--- Data records Enclosed Below ---
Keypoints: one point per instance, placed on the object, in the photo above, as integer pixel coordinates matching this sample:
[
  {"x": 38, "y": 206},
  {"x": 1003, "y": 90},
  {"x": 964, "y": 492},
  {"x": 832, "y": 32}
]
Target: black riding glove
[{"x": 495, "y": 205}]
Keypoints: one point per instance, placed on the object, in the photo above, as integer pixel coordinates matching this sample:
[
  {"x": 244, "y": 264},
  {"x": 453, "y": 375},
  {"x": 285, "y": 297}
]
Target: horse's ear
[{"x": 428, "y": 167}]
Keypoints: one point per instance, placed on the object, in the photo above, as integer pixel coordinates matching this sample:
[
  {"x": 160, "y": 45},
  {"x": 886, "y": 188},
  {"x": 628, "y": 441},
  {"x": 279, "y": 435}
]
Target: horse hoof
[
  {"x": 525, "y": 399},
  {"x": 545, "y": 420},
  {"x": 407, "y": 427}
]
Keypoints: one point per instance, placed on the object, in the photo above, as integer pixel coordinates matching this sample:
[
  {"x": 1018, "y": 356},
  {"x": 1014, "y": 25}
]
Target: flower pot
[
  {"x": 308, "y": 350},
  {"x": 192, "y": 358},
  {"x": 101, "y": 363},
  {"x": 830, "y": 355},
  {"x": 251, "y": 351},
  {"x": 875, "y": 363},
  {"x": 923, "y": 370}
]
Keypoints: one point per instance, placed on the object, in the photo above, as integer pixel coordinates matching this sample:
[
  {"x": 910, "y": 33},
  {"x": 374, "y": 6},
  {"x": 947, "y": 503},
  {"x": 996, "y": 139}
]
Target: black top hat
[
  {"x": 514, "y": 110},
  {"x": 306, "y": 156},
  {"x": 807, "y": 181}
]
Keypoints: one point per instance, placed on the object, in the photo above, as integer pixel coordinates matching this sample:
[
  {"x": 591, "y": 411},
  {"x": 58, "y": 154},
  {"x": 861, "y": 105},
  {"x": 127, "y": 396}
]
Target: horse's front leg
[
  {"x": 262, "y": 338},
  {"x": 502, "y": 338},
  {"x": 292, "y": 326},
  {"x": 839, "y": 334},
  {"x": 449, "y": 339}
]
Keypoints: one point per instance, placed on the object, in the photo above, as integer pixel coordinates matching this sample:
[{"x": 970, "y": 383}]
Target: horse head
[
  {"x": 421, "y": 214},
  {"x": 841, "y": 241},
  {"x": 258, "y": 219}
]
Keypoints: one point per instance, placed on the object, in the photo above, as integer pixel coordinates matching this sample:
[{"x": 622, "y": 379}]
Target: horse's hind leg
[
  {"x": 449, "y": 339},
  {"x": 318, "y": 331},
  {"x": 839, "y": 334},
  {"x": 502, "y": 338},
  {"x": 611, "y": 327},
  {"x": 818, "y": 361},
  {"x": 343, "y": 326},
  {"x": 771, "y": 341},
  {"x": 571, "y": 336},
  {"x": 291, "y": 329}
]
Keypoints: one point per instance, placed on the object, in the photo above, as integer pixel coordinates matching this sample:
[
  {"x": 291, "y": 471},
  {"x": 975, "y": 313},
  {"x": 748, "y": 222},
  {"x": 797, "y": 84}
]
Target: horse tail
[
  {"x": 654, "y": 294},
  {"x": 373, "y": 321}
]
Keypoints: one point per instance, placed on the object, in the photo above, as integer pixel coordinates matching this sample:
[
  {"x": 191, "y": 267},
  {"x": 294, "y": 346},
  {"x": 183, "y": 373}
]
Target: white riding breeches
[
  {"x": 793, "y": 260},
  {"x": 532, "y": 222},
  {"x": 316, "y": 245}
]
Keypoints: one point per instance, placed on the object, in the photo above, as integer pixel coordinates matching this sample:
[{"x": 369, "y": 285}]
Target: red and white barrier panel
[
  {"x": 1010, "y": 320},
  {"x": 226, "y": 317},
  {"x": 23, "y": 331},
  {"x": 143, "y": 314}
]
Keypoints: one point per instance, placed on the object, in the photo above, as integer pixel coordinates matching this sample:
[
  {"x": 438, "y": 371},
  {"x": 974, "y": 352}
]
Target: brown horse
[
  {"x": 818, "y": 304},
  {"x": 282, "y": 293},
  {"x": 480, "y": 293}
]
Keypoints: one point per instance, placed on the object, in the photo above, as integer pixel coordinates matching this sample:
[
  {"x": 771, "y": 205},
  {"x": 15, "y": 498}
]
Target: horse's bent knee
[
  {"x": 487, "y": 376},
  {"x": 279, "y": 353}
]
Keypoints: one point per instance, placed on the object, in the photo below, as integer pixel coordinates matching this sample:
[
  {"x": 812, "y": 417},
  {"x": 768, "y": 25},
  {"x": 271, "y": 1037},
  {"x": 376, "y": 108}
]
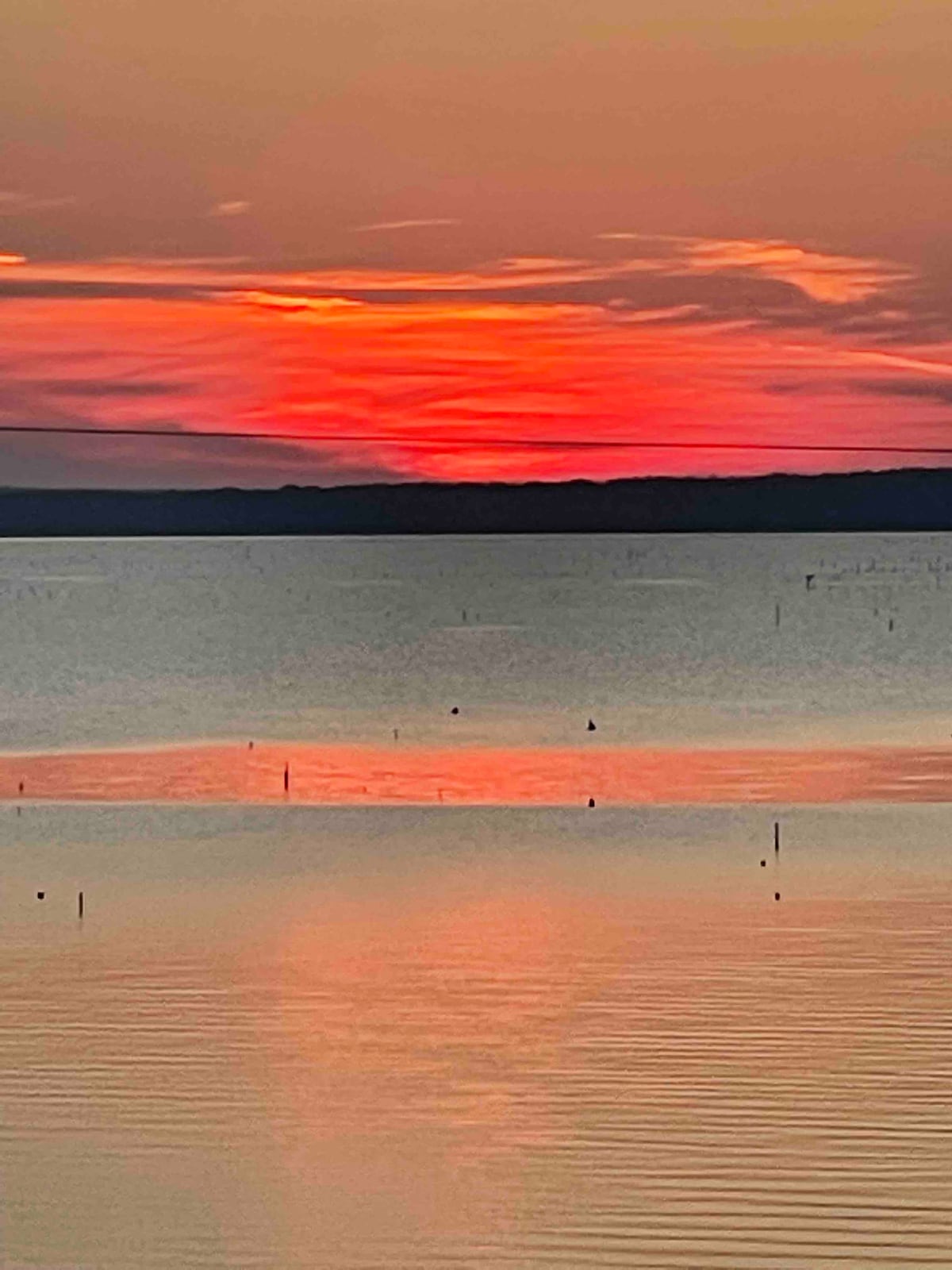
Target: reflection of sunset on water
--- End of Enclosed Data records ---
- Exercise details
Transcribe the listing above in full. Pictures are not part of the copy.

- Completed task
Keypoints: one point per instance, placed on the object, in the photo above, as integer pixel coordinates matching this sample:
[
  {"x": 38, "y": 206},
  {"x": 1003, "y": 90},
  {"x": 964, "y": 492},
  {"x": 832, "y": 32}
]
Target: black riding glove
[{"x": 495, "y": 205}]
Keypoints: one point per instance, placed on the object, in the photo above, as integer pixel coordinates matching this sample:
[
  {"x": 244, "y": 264},
  {"x": 453, "y": 375},
  {"x": 285, "y": 297}
]
Target: horse's ear
[{"x": 428, "y": 167}]
Keypoints: one point per instance, placed on the object, in the photo above, as integer pixel coordinates matching this sample:
[
  {"x": 160, "y": 45},
  {"x": 886, "y": 188},
  {"x": 628, "y": 441},
  {"x": 279, "y": 435}
]
Target: horse hoof
[
  {"x": 525, "y": 399},
  {"x": 545, "y": 420},
  {"x": 407, "y": 427}
]
Keypoints: one point per instance, placed on the object, in the photo above, as integer pixel coordinates matching this sample:
[
  {"x": 1018, "y": 356},
  {"x": 1014, "y": 25}
]
Target: flower pot
[
  {"x": 308, "y": 350},
  {"x": 192, "y": 358},
  {"x": 101, "y": 363},
  {"x": 830, "y": 355},
  {"x": 251, "y": 351},
  {"x": 875, "y": 363},
  {"x": 923, "y": 370}
]
Keypoints: one point per instance, placed on the object, in the photo above, as integer pixel coordinates matching this sample:
[
  {"x": 910, "y": 33},
  {"x": 374, "y": 6},
  {"x": 947, "y": 503},
  {"x": 996, "y": 139}
]
Target: black top hat
[
  {"x": 514, "y": 110},
  {"x": 306, "y": 156},
  {"x": 807, "y": 181}
]
Keypoints: one point per instance, placed on the object, in the photo above, as integer pixel coordinates matching this sample:
[
  {"x": 591, "y": 411},
  {"x": 58, "y": 154},
  {"x": 861, "y": 105},
  {"x": 127, "y": 396}
]
Target: horse's front leg
[
  {"x": 262, "y": 338},
  {"x": 502, "y": 338},
  {"x": 292, "y": 326},
  {"x": 839, "y": 334},
  {"x": 449, "y": 339}
]
Keypoints: one point per instance, placed on the object, in the photo above, as integer pixel coordinates matching this sample:
[{"x": 970, "y": 383}]
Target: horse head
[
  {"x": 421, "y": 214},
  {"x": 841, "y": 241},
  {"x": 258, "y": 219}
]
Keypoints: one point per instance, placed on the object, in the photo above, as integer pixel coordinates matching this sample:
[{"x": 622, "y": 379}]
Target: horse's hind leg
[
  {"x": 449, "y": 339},
  {"x": 318, "y": 331},
  {"x": 839, "y": 334},
  {"x": 502, "y": 338},
  {"x": 611, "y": 327},
  {"x": 818, "y": 361},
  {"x": 343, "y": 326},
  {"x": 771, "y": 341},
  {"x": 571, "y": 336},
  {"x": 291, "y": 329}
]
Keypoints: one point per instance, placed on the object, in the photo above, as integer pixel coordinates matching this sample:
[
  {"x": 291, "y": 471},
  {"x": 975, "y": 313},
  {"x": 748, "y": 222},
  {"x": 797, "y": 84}
]
Target: horse tail
[
  {"x": 654, "y": 294},
  {"x": 373, "y": 321}
]
Keypoints: one point per instance, placed on the object, in the photo above, as integer pixel coordinates matching this sample:
[
  {"x": 191, "y": 267},
  {"x": 294, "y": 346},
  {"x": 183, "y": 373}
]
Target: white riding breeches
[
  {"x": 793, "y": 260},
  {"x": 532, "y": 222},
  {"x": 316, "y": 245}
]
Keypoints: one point per instance, placed on the object, in the photo above, as integer pixel coordinates matching this sample:
[{"x": 369, "y": 285}]
Target: red and white barrier panel
[
  {"x": 1010, "y": 320},
  {"x": 226, "y": 317},
  {"x": 23, "y": 331},
  {"x": 143, "y": 314}
]
Keypoints: one point per instance, placed on the object, in the photo above, as integer pixel coordinates matching this sample:
[
  {"x": 438, "y": 371},
  {"x": 974, "y": 352}
]
Target: brown horse
[
  {"x": 818, "y": 304},
  {"x": 282, "y": 293},
  {"x": 480, "y": 293}
]
Keypoints: one point per instance, placed on the object, in the photo above, as integer pixel coordinates matching this sample:
[
  {"x": 771, "y": 205},
  {"x": 15, "y": 498}
]
Target: horse's bent knee
[
  {"x": 487, "y": 376},
  {"x": 279, "y": 353}
]
Keypoints: one point per instance, placed on the object, in the photo below, as integer pixel coordinates matching this sample:
[
  {"x": 812, "y": 417},
  {"x": 768, "y": 25},
  {"x": 271, "y": 1037},
  {"x": 376, "y": 108}
]
Target: reflection of sunset on water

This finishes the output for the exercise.